(Records excerpted from a collection)
------------------------------

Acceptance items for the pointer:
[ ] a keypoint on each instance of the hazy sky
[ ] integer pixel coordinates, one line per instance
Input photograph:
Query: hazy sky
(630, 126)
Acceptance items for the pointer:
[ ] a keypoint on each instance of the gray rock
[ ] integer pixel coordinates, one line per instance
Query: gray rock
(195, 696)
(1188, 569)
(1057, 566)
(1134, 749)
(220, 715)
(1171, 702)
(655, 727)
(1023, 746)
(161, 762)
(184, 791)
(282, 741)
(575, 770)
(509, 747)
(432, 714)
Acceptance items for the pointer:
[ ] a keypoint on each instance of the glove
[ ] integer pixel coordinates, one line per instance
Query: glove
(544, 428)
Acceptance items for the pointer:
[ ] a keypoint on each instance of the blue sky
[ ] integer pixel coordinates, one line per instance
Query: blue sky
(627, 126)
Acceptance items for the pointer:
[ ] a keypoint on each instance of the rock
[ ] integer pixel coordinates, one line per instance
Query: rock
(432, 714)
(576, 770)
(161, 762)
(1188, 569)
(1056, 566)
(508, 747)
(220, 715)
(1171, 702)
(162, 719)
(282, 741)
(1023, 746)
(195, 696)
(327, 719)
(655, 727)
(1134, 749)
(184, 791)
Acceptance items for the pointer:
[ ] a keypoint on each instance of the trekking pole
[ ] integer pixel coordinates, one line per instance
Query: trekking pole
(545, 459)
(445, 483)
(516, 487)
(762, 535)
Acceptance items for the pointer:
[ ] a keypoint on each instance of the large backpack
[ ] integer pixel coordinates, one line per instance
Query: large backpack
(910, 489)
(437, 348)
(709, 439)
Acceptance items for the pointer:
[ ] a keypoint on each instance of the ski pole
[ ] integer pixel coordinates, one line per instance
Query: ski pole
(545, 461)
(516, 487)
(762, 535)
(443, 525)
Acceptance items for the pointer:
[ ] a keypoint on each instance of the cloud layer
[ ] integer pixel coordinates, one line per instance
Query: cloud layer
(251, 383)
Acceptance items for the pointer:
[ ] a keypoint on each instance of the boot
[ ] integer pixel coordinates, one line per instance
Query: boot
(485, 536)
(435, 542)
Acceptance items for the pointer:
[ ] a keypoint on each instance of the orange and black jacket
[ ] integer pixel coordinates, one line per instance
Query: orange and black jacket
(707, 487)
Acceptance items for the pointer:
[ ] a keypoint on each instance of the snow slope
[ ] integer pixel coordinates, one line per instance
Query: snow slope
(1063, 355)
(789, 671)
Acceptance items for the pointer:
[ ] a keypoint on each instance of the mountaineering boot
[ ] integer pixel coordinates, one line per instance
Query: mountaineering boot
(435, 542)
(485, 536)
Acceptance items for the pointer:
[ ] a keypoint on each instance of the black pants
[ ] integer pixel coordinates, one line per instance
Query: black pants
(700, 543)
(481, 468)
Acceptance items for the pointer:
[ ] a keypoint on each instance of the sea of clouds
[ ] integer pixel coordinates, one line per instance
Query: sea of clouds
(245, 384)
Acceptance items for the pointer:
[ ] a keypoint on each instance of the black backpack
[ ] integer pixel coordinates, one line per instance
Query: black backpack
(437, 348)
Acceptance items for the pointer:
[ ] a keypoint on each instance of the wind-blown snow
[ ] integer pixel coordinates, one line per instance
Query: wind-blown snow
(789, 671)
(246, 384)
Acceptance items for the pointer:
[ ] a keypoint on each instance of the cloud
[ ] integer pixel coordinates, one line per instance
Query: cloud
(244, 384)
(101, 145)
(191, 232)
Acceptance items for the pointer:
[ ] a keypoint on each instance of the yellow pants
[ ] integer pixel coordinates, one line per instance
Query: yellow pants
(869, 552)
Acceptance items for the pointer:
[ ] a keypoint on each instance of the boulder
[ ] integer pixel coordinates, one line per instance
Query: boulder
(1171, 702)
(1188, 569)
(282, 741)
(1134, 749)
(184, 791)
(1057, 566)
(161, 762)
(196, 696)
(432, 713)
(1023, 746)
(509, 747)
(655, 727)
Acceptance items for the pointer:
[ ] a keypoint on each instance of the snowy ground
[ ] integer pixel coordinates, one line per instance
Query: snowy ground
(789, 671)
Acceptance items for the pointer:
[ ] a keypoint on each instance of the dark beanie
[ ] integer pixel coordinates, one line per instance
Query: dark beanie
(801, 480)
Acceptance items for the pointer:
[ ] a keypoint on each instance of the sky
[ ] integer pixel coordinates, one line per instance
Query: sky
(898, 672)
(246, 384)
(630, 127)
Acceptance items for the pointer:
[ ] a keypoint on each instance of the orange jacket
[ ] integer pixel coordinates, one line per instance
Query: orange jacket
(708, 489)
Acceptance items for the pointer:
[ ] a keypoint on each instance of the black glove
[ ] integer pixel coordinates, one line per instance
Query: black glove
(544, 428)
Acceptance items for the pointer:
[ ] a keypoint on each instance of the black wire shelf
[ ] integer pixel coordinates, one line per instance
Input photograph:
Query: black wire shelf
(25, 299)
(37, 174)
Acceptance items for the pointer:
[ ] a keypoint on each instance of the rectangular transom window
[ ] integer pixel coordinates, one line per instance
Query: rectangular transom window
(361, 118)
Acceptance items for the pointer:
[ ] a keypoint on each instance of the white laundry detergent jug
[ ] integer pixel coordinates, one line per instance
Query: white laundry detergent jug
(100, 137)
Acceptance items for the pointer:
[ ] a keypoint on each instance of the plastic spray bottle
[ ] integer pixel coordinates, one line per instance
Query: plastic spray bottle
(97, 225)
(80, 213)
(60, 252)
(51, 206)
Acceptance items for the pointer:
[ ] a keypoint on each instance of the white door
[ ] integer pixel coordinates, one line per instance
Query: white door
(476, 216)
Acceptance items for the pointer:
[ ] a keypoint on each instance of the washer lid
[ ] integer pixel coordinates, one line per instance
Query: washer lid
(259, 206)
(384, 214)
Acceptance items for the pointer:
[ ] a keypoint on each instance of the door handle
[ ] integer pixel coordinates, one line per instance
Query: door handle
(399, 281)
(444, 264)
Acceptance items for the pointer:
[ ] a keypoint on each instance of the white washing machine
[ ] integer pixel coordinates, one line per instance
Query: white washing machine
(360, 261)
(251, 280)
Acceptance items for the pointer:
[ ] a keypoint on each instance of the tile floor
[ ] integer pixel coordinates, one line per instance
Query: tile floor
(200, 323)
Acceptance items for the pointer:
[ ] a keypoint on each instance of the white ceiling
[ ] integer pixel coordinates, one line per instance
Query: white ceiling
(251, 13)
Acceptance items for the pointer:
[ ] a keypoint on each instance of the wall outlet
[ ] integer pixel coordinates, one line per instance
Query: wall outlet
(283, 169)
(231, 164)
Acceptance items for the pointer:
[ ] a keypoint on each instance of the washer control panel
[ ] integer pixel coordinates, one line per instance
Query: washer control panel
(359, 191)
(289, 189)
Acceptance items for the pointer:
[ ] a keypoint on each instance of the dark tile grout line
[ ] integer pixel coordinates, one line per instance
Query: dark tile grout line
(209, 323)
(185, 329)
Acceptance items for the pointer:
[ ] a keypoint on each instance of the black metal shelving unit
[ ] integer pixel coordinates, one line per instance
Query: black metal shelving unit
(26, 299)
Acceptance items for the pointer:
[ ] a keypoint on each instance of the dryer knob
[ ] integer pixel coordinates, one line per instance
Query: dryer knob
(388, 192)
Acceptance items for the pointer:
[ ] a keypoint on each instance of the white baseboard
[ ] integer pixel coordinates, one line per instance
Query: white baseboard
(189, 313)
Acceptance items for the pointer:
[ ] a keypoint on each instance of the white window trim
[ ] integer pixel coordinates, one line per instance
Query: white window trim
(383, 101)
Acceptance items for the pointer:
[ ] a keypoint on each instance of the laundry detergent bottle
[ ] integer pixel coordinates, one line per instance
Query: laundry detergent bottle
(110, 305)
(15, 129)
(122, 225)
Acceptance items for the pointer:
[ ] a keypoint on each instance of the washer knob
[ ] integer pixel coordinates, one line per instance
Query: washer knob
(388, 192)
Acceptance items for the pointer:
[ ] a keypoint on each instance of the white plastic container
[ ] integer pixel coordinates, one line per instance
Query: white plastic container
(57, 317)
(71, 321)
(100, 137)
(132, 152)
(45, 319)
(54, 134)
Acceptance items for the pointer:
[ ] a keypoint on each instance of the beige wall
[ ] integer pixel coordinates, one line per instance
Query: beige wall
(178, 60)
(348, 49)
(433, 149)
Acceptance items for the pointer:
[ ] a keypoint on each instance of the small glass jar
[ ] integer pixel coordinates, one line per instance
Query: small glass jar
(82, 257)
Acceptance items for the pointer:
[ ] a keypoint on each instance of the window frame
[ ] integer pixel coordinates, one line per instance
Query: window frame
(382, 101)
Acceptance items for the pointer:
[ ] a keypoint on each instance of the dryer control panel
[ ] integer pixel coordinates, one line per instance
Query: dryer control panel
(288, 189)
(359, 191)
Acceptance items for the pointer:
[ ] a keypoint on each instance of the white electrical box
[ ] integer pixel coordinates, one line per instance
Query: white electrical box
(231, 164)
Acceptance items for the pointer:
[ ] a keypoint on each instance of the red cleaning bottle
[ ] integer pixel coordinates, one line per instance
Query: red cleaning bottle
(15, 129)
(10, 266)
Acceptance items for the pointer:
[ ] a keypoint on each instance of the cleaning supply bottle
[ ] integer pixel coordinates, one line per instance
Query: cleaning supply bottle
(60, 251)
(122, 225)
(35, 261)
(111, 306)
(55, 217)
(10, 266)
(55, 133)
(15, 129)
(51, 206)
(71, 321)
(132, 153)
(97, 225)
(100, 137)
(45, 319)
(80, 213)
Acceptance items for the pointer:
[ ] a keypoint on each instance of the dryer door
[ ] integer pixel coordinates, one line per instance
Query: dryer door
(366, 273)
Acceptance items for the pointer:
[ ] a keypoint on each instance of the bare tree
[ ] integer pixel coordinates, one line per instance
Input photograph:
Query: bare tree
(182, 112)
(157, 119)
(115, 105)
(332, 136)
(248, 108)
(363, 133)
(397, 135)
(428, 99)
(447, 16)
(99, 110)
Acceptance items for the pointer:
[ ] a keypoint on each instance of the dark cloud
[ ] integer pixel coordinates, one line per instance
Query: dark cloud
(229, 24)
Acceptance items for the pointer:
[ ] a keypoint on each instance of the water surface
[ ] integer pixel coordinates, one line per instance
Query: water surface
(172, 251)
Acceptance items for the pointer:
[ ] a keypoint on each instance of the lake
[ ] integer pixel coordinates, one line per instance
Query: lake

------------------------------

### SET EXERCISE
Identify every line in the listing above that contains the word "unit", and copy each of those lines.

### EXERCISE RESPONSE
[ ] a keypoint on each instance of the black metal shelving unit
Query: black metal shelving unit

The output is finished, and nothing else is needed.